**Extract**:

= = =

I'm assuming that is with the fake H264 plugin. Dan do you have any idea if this is related to the problems you encountered during the webrtc.org update?
Flags: needinfo?(dminor)
Blocks: 1448863
Flags: needinfo?(dminor)
This has not reproduced for me locally (I ran the affected test 1000 times) and retriggers on try seem green so far. It looks like this is an intermittent failure. It's possible this patch is causing it to occur more often, but given the severity of the problem it is fixing, I'm inclined to land the patch as is. I'll give it another hour or so to see if any more failures turn up.
Rather than leaving this bug open to find a clean way of fixing this, I've filed Bug 1492852 as a follow up.
Keywords: leave-open
See Also: → 1492852
I've updated the patch to include mercurial author information and a commit description and to refer to Bug 1492852 as a follow up rather than leaving this bug open. Carrying forward r+ from bwc.
Attachment #9010081 - Attachment is obsolete: true
Attachment #9010644 - Flags: review+
Pushed by dminor@mozilla.com:
https://hg.mozilla.org/integration/mozilla-inbound/rev/4bc0d86a17a8
Bug 1448863 causes video streams to take a very long time to recover from packet loss; r=bwc
https://hg.mozilla.org/mozilla-central/rev/4bc0d86a17a8
Status: NEW → RESOLVED
Closed: Last year
Resolution: --- → FIXED
Target Milestone: --- → mozilla64
Given the severity, it would be good to see an uplift to 63. If another 62 point release ships, it would be good to see there as well if possible. Thanks!

= = =

**Required actions**:
**a.** Does the bug thread agree with each statement? Answer yes or no for each, and quote the words that decide it. (i) The affected test was run 1000 times locally without reproducing the failure. (ii) The bug was kept open until a clean fix could be found. (iii) The target milestone was set to mozilla64.
**b.** List every distinct bug number and attachment number that appears in the bug thread.
**c.** Extend the bug thread past its last comment with a few more entries.
The material that comes next is separate from the bug thread.

[Excerpts from a point labeling dataset]
= = =

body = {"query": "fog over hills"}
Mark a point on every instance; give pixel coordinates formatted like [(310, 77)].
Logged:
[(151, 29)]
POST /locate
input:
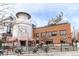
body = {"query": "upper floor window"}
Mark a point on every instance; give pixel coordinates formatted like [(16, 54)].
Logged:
[(37, 34), (62, 32)]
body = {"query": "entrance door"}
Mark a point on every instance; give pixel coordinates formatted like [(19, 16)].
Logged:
[(23, 43)]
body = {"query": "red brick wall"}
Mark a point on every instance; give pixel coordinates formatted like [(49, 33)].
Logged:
[(57, 38)]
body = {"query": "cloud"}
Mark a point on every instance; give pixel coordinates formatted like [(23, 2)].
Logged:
[(39, 22)]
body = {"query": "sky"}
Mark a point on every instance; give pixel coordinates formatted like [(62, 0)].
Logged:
[(42, 12)]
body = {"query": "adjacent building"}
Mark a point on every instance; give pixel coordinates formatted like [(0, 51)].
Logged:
[(53, 33)]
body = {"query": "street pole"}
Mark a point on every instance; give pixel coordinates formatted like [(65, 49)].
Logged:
[(74, 37)]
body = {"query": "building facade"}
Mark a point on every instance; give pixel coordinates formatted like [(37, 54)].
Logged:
[(22, 28), (53, 33)]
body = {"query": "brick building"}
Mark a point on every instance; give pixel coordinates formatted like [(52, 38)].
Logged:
[(53, 33)]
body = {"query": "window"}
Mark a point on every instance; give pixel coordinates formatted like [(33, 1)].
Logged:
[(62, 32), (37, 34), (54, 33), (48, 34), (43, 34)]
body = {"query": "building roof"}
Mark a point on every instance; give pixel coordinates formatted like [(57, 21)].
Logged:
[(29, 16)]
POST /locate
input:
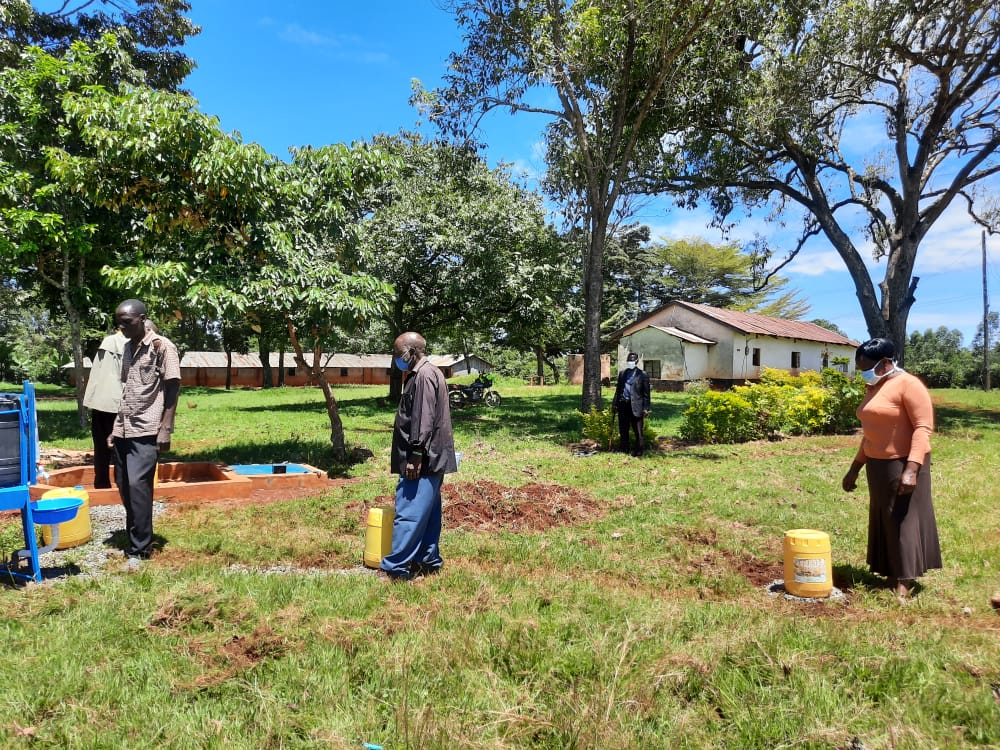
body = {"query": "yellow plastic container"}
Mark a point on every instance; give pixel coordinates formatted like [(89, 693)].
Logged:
[(378, 536), (76, 531), (808, 563)]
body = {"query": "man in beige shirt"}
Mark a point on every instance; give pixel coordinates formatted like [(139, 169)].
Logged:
[(102, 397), (151, 378)]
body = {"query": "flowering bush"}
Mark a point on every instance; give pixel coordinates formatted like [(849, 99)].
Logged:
[(781, 404)]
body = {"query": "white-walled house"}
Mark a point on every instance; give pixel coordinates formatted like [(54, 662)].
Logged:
[(682, 341)]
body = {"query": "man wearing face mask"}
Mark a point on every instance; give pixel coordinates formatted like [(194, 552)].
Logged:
[(423, 451), (631, 401), (897, 419)]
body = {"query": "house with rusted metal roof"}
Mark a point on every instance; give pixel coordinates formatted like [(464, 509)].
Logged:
[(683, 341), (245, 370)]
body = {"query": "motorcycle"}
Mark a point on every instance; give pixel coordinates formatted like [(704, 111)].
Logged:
[(480, 392)]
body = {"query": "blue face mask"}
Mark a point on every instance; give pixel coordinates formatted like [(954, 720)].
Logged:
[(871, 378)]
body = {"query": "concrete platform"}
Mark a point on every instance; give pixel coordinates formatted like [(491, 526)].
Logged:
[(183, 482)]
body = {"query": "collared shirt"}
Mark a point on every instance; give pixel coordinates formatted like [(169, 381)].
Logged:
[(104, 386), (627, 389), (144, 373), (423, 423)]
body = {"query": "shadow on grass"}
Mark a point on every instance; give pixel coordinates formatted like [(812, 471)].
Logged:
[(850, 577), (60, 425), (953, 417)]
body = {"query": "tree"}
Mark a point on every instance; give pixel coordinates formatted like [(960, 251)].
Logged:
[(784, 124), (467, 251), (613, 68), (46, 229), (151, 33), (695, 270), (829, 325), (48, 232), (938, 358)]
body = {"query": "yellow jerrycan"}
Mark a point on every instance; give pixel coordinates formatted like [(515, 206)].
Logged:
[(76, 531), (808, 563), (378, 536)]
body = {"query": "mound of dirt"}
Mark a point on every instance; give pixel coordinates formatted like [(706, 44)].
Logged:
[(488, 506)]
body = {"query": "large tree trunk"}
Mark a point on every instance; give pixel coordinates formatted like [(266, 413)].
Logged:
[(594, 291), (76, 335), (264, 349), (337, 439)]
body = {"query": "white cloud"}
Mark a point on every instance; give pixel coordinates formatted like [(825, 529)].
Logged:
[(345, 46)]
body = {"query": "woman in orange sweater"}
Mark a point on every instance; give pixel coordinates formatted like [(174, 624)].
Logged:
[(897, 420)]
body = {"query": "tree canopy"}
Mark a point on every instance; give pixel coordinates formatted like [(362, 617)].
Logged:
[(791, 124), (614, 68)]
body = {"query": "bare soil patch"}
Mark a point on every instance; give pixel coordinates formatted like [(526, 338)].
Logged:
[(487, 506)]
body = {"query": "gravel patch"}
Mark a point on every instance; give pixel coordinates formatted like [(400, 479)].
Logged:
[(107, 526), (776, 588)]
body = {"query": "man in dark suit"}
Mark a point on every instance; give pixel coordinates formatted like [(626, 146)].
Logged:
[(632, 403)]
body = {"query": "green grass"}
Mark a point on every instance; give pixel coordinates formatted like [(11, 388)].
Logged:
[(649, 627)]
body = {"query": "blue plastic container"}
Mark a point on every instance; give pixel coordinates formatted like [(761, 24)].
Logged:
[(55, 510)]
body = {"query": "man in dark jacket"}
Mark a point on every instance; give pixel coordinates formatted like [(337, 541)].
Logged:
[(423, 451), (632, 403)]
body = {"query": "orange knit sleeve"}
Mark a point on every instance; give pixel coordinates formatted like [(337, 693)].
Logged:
[(920, 410)]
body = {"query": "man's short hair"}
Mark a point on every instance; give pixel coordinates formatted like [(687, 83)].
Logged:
[(876, 350)]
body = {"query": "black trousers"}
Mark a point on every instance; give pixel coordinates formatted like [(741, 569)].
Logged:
[(101, 424), (628, 424), (135, 467)]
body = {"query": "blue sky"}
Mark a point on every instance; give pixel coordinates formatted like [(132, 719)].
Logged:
[(313, 72)]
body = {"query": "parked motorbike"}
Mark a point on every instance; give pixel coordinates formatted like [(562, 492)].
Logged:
[(479, 392)]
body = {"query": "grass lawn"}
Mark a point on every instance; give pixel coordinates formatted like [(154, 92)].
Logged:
[(646, 626)]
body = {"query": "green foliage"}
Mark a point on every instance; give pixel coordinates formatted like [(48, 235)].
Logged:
[(601, 426), (695, 270), (714, 417), (246, 639), (780, 404)]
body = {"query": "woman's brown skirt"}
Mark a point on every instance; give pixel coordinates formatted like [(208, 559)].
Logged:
[(902, 532)]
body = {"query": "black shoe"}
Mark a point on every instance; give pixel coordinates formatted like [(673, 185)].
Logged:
[(394, 577), (422, 569)]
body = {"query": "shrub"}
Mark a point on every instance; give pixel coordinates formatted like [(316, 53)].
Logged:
[(601, 426), (807, 404)]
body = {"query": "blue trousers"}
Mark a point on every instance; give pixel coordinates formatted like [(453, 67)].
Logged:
[(416, 528)]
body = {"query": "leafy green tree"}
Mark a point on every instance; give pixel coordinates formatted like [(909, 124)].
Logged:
[(829, 325), (467, 251), (938, 357), (695, 270), (614, 69), (230, 228), (977, 374), (49, 232), (783, 124), (150, 32)]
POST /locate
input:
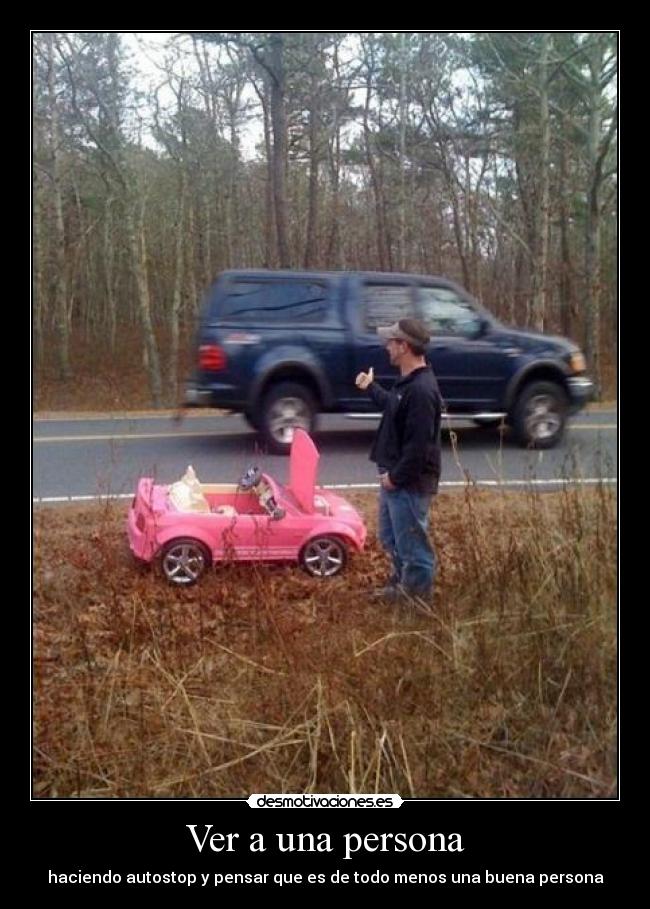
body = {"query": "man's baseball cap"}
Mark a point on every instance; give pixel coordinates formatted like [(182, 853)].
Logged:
[(410, 330)]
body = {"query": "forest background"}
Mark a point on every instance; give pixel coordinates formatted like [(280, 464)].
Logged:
[(160, 160)]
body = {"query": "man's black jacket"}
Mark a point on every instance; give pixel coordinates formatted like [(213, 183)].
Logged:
[(407, 443)]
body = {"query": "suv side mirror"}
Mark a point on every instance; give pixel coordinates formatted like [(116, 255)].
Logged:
[(475, 328)]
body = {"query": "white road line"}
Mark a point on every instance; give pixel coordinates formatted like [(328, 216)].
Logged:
[(208, 433), (591, 481)]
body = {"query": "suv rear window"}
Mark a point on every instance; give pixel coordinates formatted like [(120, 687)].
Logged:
[(274, 301), (384, 304), (444, 312)]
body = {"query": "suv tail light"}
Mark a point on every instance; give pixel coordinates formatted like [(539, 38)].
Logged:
[(212, 357)]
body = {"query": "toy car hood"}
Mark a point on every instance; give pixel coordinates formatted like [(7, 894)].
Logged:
[(303, 469)]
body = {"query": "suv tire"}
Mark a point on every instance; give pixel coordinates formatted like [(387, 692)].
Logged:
[(285, 407), (184, 560), (539, 415)]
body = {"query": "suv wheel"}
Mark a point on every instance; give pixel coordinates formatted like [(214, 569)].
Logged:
[(287, 406), (184, 560), (251, 419), (323, 557), (539, 415)]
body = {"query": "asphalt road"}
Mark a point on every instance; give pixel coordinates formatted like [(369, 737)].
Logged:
[(106, 456)]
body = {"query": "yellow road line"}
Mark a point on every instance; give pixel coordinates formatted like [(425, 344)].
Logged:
[(126, 438)]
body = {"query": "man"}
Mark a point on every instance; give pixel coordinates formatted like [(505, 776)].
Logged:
[(406, 450)]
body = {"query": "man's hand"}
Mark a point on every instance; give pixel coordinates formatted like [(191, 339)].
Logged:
[(364, 379)]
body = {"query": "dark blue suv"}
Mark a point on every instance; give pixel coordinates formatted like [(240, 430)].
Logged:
[(282, 346)]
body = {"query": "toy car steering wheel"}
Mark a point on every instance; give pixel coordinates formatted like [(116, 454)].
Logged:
[(251, 478)]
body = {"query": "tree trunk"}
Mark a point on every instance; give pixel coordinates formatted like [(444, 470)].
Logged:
[(62, 327), (137, 245), (540, 265), (279, 124), (311, 247), (177, 295), (567, 303), (109, 265)]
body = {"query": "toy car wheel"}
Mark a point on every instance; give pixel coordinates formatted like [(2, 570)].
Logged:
[(183, 561), (323, 557), (286, 407), (540, 414)]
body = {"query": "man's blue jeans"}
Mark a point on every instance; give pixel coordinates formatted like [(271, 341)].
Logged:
[(403, 522)]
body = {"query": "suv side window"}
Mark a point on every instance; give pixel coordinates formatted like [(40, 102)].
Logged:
[(383, 304), (276, 302), (445, 313)]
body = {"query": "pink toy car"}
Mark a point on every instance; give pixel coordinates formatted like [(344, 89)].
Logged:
[(190, 525)]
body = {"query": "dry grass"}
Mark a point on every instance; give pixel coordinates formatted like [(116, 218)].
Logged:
[(262, 679)]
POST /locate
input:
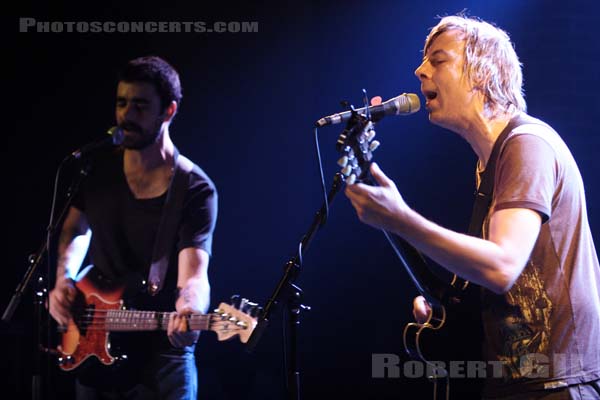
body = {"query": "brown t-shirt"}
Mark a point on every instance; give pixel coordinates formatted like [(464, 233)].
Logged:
[(545, 332)]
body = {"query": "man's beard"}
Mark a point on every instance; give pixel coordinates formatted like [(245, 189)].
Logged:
[(143, 138)]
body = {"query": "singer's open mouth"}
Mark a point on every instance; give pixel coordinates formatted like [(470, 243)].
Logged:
[(429, 95)]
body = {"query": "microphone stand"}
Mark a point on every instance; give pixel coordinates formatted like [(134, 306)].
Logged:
[(286, 291), (41, 289)]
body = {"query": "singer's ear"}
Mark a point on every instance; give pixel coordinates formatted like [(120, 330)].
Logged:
[(170, 111)]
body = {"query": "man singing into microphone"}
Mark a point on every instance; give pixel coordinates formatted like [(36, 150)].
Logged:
[(118, 213), (536, 262)]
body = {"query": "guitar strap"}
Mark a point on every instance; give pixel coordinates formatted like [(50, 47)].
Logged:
[(169, 222), (484, 194)]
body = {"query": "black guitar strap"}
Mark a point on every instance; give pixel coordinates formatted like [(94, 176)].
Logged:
[(169, 222), (484, 194)]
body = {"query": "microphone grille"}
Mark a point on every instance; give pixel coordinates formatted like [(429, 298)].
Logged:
[(408, 103), (117, 135)]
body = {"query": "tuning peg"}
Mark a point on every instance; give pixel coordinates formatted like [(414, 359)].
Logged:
[(255, 311), (235, 300), (371, 134), (342, 162), (374, 145), (246, 305)]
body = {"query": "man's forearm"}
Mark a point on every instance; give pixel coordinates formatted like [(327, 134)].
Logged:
[(72, 249)]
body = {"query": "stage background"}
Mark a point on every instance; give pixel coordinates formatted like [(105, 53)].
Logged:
[(250, 100)]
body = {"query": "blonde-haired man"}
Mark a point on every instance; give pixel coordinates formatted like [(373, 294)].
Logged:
[(536, 262)]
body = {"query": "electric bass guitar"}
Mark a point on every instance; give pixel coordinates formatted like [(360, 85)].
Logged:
[(98, 311), (356, 145)]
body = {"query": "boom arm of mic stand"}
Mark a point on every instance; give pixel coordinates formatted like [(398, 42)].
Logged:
[(292, 267), (35, 259)]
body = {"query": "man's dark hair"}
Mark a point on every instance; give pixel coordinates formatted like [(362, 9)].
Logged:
[(158, 72)]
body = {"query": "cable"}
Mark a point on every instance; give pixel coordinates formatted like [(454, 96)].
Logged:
[(320, 165)]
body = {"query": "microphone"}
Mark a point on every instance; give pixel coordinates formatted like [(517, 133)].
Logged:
[(115, 138), (406, 103)]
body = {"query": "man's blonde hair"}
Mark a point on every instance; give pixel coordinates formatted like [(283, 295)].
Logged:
[(491, 62)]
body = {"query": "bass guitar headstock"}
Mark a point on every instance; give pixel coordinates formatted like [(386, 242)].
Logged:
[(236, 319), (356, 145)]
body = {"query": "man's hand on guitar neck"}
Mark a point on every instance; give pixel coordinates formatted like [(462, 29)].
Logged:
[(421, 309), (178, 329), (61, 299)]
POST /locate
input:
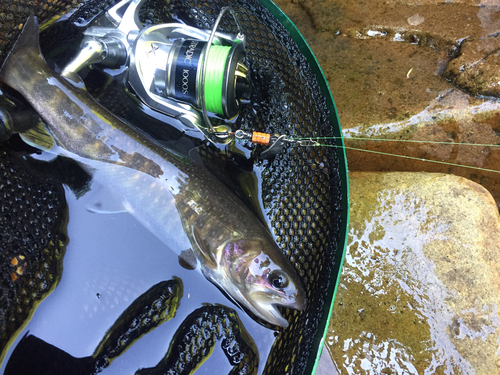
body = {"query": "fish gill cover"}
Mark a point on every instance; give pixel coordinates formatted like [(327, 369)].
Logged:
[(301, 187)]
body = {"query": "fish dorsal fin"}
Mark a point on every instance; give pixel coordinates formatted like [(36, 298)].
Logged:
[(187, 259), (39, 137), (206, 256)]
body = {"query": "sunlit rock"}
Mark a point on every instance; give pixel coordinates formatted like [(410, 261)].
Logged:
[(419, 291)]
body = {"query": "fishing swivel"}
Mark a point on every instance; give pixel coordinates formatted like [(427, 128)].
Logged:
[(179, 70), (274, 143)]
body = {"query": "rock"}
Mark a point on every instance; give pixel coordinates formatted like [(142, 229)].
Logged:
[(419, 291), (415, 20), (476, 68), (389, 80)]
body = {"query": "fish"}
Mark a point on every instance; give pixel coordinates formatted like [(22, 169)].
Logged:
[(172, 195)]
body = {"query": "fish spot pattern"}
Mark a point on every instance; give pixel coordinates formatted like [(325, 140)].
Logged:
[(300, 186)]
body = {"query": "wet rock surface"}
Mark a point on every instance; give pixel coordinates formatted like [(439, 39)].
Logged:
[(419, 70), (419, 288)]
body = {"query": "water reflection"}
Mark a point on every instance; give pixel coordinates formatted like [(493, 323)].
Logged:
[(399, 310)]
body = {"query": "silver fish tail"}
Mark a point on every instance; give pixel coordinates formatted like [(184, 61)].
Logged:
[(176, 199)]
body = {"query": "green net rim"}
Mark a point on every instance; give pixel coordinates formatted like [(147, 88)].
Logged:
[(318, 342)]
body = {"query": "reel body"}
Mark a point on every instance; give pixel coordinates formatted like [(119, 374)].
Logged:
[(175, 69)]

= = =

**Results**:
**a.**
(i) Yes: "This has not reproduced for me locally (I ran the affected test 1000 times)"
(ii) No: "Rather than leaving this bug open to find a clean way of fixing this, I've filed Bug 1492852 as a follow up."
(iii) Yes: "Target Milestone: --- → mozilla64"

**b.** Bug 1448863, Bug 1492852, Attachment #9010081, Attachment #9010644

**c.**
Comment on attachment 9010644 [details] [diff] [review]
bug-1489757-fix.patch

Approval Request Comment
[Feature/Bug causing the regression]: 1448863
[User impact if declined]: Video in WebRTC calls with Safari and others using H264 freeze pretty often.
[Is this code covered by automated tests?]: No
[Has the fix been verified in Nightly?]: Not yet.
[Needs manual test from QE? If yes, steps to reproduce]:
1. Open https://appr.tc with Safari 12 and join a new meeting room
2. Join the same URL with Firefox and wait a >= 5 seconds
3. Video from the Safari should not freeze
[List of other uplifts needed for the feature/fix]: N/A
[Is the change risky?]: Not really.
[Why is the change risky/not risky?]: It only tries to ensure that decoding errors are propagated back to the sender in case of H264.
[String changes made/needed]: N/A
Attachment #9010644 - Flags: approval-mozilla-beta?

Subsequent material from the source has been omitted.